The Bill is ideologically motivated through and through, and does not address the problems facing either undergraduates or the Student Loans Company. It will do nothing to encourage students from less well-off backgrounds to enter education. It does not deserve to receive a Second Reading.

6.58 pm
Mr. John Gunnell (Morley and Leeds, South)

If evidence were needed that the Government have run out of steam and ideas, and are out of touch with what the British people need, it is provided by the Bill.

We are discussing the Bill on one of the first legislative days of the new Session, during which the Conservative Government will, presumably, suggest to the electorate that they should be re-elected to power and should continue in office. All the Government have so far offered to attract the electorate is a mechanism for shifting the responsibility for the failing system of student loans to the private sector. The nature of the Bill is demonstrated by the number of Conservative Members who are present to defend it, let alone to speak about it. They do not want to speak to it because there is little to say.

The Minister made no real case for the Bill, and it was left to the hon. Member for Wantage (Mr. Jackson) to make out a case for it. Unfortunately, his argument about the Bill was not in the Minister's speech because the Minister did not agree with it. The Minister did not share the hon. Gentleman's vision of universities as independent institutions, which would be freed up by the private sector and by the way in which those loans would be offered. Indeed, I am sure that the way in which the system has been structured makes it impossible for the hon. Gentleman's vision to become reality.

This is an unworthy start to a year in which, if the Bill before us is typical, unwanted legislation will be introduced. The Bill is largely irrelevant to higher education and is of no interest to private sector financial services companies. My hon. Friend the Member for Warrington, South (Mr. Hall) has just said that, as the financial services companies were not interested previously, if they are interested now, they must be interested only because of the bribes that are not made explicit in the Bill but are implied by it.

The Bill is of no interest to students; it is an attempt to pass the buck. It is uncosted and unwanted. As many hon. Members have said, the Bill has been introduced solely as a result of the effect that the student loans scheme has had on the public sector borrowing requirement. The Bill is an attempt to transfer as much as possible of that responsibility in the year to come.

*COLLECTED MATERIAL*:
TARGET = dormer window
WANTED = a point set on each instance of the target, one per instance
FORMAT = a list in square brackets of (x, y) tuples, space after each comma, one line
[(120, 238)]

*THINGS TO DO*:
[A] From the parliamentary debate excerpt, reproduce word for word the part that opens with the words containing "If evidence were" and closes with "by the Bill.".
[B] According to the parliamentary debate excerpt, who was left to make out a case for the Bill after the Minister made no real case for it?
[C] Pick up the parliamentary debate excerpt after its final sentence and carry it forward.

*RESULTS FOR THE EXERCISE*:
[A]
If evidence were needed that the Government have run out of steam and ideas, and are out of touch with what the British people need, it is provided by the Bill.

[B] The hon. Member for Wantage, Mr. Jackson.

[C]
We must ask who has demanded the change that the Bill will bring about. Has it been suggested by current recipients of loans? Have the universities asked for it? They have not asked for it, and they say that they are not interested in it and do not believe that it is the way to proceed. Have the banks suggested it? Have the building societies, with their increase in powers and their acquisition of banking powers, asked for such a scheme to be introduced? The answer to each of those questions is no. The reaction of the people who are most involved is, at best, apathetic and, at worst, hostile.

The change does not appear to be wanted by anyone except the Conservative party, and the Minister made out a very poor case for it. He spoke about the fact that it would encourage partnerships between universities and the private sector, but the way in which the tendering process has been set up means that that will not happen. No relationship will be set up between a bank and an individual university institution.

The other case that the Minister made out for the Bill was that, as the banks have branches in every high street, it will be easier for students to use the system. An entire piece of legislation is introduced because high street banks are in range of universities and can do dealings with them easily. That is not a sufficient reason for legislation that is a mechanism for debt transfer. It will not make any difference to our higher education system. The Bill has an especially empty ring because higher education is important to the nation. Other hon. Members, such as my hon. Friend the Member for West Lancashire (Mr. Pickthall), have said what the priorities should be.

Higher education fails many students at present. The hon. Member for Ceredigion and Pembroke, North (Mr. Dafis) clearly demonstrated that access to university continues to be determined in good measure by wealth and social background, and that those people who have the least access to resources are especially likely to be affected by the Bill.

It is wrong for the hon. Member for City of Chester (Mr. Brandreth) to suggest that that is not so, and it is a misuse of the statistics, which continue to show that access to university depends on social background, however people—especially the Labour party when in power—have tried to erode that relationship. However, other work must be undertaken, and obviously it is not the measure before us.

We know that a great gap confronts those who have been in employment and want to return to further study. The Bill is not designed to help them. The argument that the Bill does not do what it was intended to do might be regarded as a poor criticism, but we must consider the plight of many mature students nowadays. As a result of the loss of the older students allowance, there is a widespread feeling that it has become a significant hardship for people who are in one career to pursue the means to enter an alternative career.

As other hon. Members have said, and as I experienced when teaching in university, mature students have a dedication to their task—a dedication that is often very heartening to teachers—and they turn in extremely good performances. It is especially disappointing that the Bill does nothing for those aspects of real need.

There can be few hon. Members who have not been asked to help in appeals for discretionary awards. During the current year especially, and in recent years, there has been a continual decrease in the amounts of money available for discretionary awards. In entire subject areas, it is almost impossible to obtain any grant for training. For instance, it has been said several times in the House that it is impossible to obtain a grant for the dance training that is available to people who have sufficient resources. The Bill does nothing for the range of students who are handicapped by the virtual disappearance of the discretionary grant scheme.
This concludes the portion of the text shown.